Function: _def_realbitprecision
Class: default
Section: default
C-Name: sd_realbitprecision
Prototype:
Help:
Doc: the number of significant bits used to convert exact inputs given to
 transcendental functions (see \secref{se:trans}), or to create
 absolute floating point constants (input as \kbd{1.0} or \kbd{Pi} for
 instance). Unless you tamper with the \tet{format} default, this is also
 the number of significant bits used to print a \typ{REAL} number;
 \kbd{format} will override this latter behavior, and allow you to have a
 large internal precision while outputting few digits for instance.

 Note that most PARI's functions currently handle precision on a word basis (by
 increments of 32 or 64 bits), hence bit precision may be a little larger
 than the number of bits you expected. For instance to get 10 bits of
 precision, you need one word of precision which, on a 64-bit machine,
 correspond to 64 bits. To make things even more confusing, this internal bit
 accuracy is converted to decimal digits when printing floating point numbers:
 now 64 bits correspond to 19 printed decimal digits
 ($19 <  \log_{10}(2^{64}) < 20$).

 The value returned when typing \kbd{default(realbitprecision)} is the internal
 number of significant bits, not the number of printed decimal digits:
 \bprog
 ? default(realbitprecision, 10)
 ? \pb
       realbitprecision = 64 significant bits
 ? default(realbitprecision)
 %1 = 64
 ? \p
       realprecision = 3 significant digits
 ? default(realprecision)
 %2 = 19
 @eprog\noindent Note that \tet{realprecision} and \kbd{\bs p} allow
 to view and manipulate the internal precision in decimal digits.

 The default value is \kbd{128}, resp.~\kbd{96}, on a 64-bit, resp~.32-bit,
 machine.

— Record extracts —
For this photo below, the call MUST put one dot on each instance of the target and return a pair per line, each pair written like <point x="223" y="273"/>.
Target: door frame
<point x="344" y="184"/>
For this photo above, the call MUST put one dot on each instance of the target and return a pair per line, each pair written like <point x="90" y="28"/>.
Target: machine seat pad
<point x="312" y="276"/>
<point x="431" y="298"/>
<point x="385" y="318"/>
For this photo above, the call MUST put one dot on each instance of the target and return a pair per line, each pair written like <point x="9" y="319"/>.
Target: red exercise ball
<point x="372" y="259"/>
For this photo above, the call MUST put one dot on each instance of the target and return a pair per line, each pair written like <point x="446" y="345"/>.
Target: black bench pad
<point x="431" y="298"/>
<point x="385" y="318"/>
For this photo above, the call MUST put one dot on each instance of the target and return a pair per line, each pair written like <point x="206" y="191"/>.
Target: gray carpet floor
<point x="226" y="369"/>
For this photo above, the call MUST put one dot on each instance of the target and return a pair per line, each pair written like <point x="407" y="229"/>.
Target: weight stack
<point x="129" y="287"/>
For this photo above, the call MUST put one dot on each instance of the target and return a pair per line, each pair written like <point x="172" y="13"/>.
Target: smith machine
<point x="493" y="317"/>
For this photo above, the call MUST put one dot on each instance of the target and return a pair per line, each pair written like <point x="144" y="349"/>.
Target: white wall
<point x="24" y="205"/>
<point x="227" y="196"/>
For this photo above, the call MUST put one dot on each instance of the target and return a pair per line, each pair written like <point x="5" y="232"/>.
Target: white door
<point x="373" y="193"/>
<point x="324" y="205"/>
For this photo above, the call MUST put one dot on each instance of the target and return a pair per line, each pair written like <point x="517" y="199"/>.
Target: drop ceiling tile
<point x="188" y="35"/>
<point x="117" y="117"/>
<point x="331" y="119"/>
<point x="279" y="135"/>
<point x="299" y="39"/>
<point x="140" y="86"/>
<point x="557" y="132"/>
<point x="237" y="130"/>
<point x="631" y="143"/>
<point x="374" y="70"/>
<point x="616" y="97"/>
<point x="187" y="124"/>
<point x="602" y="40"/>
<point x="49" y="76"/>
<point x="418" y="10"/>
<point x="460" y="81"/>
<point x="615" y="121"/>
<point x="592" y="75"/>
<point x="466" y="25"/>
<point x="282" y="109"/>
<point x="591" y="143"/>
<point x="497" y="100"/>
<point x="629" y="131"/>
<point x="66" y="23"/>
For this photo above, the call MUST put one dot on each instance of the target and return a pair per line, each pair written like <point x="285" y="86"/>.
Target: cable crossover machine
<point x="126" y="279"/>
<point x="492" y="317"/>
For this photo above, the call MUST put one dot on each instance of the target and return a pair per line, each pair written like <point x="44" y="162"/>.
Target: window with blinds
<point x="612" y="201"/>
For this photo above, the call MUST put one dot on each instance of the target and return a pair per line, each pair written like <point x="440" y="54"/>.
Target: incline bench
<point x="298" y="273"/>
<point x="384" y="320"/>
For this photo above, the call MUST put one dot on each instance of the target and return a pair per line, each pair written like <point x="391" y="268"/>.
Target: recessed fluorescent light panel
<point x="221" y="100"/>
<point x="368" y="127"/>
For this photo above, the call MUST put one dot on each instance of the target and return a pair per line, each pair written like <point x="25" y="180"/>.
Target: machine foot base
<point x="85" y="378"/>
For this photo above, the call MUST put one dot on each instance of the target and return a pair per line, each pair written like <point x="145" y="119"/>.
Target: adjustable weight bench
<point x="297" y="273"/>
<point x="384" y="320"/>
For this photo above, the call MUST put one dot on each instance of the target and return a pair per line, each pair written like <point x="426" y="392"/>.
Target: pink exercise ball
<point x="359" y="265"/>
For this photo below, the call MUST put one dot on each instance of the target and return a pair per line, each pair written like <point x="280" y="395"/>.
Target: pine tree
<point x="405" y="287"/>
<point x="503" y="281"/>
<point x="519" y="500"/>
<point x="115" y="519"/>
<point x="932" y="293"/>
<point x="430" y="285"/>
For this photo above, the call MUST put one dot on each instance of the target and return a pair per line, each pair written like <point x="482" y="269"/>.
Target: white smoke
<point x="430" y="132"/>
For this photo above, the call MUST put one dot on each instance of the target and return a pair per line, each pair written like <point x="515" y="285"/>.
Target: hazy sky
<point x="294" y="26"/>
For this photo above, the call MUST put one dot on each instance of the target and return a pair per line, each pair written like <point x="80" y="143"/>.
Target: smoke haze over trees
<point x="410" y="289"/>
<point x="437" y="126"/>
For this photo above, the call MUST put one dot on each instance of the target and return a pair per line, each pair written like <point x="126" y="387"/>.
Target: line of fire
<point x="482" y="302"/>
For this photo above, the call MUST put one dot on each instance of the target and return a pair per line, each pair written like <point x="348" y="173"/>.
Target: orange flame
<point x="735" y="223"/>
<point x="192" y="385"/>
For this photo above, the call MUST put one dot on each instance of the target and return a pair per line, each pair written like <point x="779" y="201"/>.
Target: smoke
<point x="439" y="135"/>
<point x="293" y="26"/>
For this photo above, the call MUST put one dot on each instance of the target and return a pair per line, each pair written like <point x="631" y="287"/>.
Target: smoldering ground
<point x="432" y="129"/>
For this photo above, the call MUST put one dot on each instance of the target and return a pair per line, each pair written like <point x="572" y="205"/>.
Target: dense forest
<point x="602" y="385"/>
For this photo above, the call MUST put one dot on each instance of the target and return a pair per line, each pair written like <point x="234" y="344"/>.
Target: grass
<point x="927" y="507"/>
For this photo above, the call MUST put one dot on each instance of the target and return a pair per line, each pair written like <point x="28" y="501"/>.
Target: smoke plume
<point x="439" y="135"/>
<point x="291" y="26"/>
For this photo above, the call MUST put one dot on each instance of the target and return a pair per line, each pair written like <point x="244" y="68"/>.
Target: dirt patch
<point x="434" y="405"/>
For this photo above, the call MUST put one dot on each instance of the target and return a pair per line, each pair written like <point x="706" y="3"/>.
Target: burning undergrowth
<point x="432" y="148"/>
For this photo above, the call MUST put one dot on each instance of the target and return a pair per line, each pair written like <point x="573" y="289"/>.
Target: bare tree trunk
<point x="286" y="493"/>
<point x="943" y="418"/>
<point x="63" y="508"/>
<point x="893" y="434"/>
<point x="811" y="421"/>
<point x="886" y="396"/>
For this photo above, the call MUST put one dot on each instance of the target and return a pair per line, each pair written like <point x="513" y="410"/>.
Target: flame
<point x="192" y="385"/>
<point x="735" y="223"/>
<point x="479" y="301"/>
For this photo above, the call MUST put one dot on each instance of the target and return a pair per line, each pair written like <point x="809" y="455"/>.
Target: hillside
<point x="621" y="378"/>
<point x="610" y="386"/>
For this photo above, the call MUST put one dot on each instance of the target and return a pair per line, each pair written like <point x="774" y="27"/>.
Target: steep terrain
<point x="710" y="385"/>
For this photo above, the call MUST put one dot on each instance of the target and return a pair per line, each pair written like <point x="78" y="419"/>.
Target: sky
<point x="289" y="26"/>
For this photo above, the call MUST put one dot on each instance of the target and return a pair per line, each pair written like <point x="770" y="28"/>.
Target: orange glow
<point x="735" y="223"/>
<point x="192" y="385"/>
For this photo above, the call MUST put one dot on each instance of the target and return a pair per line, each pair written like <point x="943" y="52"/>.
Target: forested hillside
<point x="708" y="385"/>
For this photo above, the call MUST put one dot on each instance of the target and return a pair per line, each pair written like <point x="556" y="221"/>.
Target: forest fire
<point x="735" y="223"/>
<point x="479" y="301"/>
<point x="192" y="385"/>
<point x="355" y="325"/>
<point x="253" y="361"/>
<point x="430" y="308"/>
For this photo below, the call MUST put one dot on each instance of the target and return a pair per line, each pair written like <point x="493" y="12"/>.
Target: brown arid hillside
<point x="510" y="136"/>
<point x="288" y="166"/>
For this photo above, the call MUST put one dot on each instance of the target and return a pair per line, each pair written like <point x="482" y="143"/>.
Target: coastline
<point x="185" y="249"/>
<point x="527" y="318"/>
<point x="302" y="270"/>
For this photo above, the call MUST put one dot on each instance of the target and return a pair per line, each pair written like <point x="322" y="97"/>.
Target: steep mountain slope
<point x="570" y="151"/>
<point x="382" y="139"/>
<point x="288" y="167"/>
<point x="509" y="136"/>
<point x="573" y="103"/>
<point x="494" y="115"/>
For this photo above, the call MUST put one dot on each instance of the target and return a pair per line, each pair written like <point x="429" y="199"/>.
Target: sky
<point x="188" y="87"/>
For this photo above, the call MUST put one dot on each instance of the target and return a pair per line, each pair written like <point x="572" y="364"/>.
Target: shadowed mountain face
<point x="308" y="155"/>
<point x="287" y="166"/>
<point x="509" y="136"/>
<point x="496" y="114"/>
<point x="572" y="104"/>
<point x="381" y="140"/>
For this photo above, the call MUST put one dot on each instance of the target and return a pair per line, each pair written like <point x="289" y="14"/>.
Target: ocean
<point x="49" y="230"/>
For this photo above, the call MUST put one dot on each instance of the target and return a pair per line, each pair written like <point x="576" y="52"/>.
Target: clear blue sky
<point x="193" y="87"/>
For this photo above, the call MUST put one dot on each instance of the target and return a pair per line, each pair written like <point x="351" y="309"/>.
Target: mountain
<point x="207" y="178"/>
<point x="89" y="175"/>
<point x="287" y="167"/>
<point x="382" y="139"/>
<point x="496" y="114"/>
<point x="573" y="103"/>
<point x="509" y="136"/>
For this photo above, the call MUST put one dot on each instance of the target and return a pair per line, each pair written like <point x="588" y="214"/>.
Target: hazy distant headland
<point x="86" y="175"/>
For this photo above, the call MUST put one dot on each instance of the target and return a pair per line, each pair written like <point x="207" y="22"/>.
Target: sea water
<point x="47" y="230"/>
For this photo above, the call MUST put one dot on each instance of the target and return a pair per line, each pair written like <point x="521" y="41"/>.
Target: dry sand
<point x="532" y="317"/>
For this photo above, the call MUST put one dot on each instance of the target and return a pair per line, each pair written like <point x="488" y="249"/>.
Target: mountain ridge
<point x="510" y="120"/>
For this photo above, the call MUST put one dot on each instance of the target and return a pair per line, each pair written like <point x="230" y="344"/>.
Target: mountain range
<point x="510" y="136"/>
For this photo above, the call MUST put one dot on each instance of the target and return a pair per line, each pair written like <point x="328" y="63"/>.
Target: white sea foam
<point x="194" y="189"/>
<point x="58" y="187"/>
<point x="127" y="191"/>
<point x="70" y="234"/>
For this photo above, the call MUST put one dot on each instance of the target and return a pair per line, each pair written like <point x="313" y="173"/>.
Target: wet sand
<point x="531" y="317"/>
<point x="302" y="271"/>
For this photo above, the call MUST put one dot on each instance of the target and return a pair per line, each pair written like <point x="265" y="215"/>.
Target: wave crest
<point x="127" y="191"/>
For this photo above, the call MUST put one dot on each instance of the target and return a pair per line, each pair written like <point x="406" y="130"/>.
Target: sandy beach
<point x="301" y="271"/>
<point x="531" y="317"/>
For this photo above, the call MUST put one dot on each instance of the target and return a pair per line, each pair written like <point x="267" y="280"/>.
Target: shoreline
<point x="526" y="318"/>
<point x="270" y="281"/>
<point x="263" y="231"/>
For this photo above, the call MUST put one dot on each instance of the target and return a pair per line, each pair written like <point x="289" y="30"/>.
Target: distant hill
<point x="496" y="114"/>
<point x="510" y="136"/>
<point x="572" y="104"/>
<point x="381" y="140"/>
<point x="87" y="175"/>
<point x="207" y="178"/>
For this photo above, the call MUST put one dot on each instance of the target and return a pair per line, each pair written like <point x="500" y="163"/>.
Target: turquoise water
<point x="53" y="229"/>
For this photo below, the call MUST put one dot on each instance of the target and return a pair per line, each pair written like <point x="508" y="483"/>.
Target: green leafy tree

— Prompt A —
Summarize the realbitprecision documentation in three sentences.
— Prompt B —
Return the portion of the realbitprecision documentation between "The value returned" and "in decimal digits.", inclusive.

— Task answer A —
The realbitprecision default sets the number of significant bits used to convert exact inputs given to transcendental functions or to create absolute floating point constants, and unless the format default is changed, it also sets the number of significant bits used to print a REAL number. Because most PARI functions handle precision in words of 32 or 64 bits, the bit precision may be somewhat larger than expected, and this internal accuracy is converted to decimal digits when floating point numbers are printed. Typing default(realbitprecision) returns the internal number of significant bits rather than printed decimal digits, and the default value is 128 on a 64-bit machine and 96 on a 32-bit machine.

— Task answer B —
The value returned when typing \kbd{default(realbitprecision)} is the internal
 number of significant bits, not the number of printed decimal digits:
 \bprog
 ? default(realbitprecision, 10)
 ? \pb
       realbitprecision = 64 significant bits
 ? default(realbitprecision)
 %1 = 64
 ? \p
       realprecision = 3 significant digits
 ? default(realprecision)
 %2 = 19
 @eprog\noindent Note that \tet{realprecision} and \kbd{\bs p} allow
 to view and manipulate the internal precision in decimal digits.